* [YOUR INSTRUCTIONS]: Please count how many lines of the records contain the word "blue", and reply with that number alone.

* [LISTED ENTRIES]:
###
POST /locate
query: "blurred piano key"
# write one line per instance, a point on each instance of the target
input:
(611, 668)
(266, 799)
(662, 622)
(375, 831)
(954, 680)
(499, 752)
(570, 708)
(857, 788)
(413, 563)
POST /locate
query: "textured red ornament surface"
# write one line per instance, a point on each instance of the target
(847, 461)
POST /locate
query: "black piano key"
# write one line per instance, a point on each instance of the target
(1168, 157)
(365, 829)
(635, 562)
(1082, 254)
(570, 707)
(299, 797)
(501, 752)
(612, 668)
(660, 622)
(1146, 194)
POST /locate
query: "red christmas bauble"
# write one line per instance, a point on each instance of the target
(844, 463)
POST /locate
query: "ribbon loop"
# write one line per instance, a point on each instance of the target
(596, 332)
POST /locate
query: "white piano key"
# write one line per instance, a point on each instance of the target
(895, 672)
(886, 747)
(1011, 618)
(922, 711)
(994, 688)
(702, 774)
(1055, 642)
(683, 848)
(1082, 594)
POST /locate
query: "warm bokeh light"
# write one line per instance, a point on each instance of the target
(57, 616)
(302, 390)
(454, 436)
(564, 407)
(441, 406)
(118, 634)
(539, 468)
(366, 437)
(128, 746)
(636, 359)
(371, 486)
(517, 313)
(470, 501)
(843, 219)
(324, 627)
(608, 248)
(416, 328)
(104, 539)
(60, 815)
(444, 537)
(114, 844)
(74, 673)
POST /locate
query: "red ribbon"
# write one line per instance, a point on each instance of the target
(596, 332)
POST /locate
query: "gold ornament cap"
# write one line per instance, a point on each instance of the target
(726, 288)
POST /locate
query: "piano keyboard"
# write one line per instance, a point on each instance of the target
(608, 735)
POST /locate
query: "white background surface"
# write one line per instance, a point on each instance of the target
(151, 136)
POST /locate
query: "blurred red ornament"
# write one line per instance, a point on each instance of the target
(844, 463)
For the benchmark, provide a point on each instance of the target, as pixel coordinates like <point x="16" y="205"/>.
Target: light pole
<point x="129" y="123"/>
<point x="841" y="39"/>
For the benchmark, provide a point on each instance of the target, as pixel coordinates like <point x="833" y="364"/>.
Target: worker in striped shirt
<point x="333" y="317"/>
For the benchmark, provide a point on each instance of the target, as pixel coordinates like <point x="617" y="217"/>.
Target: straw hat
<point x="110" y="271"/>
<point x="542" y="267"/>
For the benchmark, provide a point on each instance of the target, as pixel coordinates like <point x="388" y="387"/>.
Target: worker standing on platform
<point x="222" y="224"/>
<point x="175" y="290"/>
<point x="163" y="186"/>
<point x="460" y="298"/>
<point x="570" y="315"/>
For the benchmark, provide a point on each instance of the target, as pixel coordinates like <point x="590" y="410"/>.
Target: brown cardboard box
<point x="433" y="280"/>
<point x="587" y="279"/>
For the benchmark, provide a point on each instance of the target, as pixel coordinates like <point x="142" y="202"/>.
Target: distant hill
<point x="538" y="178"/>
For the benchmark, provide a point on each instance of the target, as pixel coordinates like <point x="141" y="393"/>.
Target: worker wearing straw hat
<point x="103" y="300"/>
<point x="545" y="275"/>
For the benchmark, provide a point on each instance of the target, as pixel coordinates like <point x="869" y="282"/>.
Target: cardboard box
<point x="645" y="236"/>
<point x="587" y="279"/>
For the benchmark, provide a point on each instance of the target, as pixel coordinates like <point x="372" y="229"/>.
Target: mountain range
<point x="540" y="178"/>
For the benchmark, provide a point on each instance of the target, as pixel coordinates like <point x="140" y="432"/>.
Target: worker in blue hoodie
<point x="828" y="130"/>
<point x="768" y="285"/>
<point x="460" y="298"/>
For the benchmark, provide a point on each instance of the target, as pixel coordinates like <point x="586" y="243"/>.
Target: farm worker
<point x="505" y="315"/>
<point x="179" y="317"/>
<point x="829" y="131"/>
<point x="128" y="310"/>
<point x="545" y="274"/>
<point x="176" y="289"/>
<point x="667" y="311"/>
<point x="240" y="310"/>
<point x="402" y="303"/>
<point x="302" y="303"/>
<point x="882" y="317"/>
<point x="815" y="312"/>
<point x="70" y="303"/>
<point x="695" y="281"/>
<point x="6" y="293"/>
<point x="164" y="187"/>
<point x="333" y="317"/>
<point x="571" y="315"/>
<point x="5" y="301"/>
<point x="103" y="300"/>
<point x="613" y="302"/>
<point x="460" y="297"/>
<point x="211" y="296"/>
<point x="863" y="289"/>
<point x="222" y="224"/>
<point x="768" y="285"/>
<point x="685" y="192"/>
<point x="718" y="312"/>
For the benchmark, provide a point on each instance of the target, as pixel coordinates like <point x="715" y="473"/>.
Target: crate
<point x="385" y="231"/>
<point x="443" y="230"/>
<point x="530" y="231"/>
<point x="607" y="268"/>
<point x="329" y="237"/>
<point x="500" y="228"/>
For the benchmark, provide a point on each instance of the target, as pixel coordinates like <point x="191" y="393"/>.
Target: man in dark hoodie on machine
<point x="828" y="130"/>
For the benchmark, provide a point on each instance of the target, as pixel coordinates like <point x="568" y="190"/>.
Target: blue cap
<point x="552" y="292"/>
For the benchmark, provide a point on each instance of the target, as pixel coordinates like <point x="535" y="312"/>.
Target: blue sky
###
* [RESPONSE TO THE EXERCISE]: 3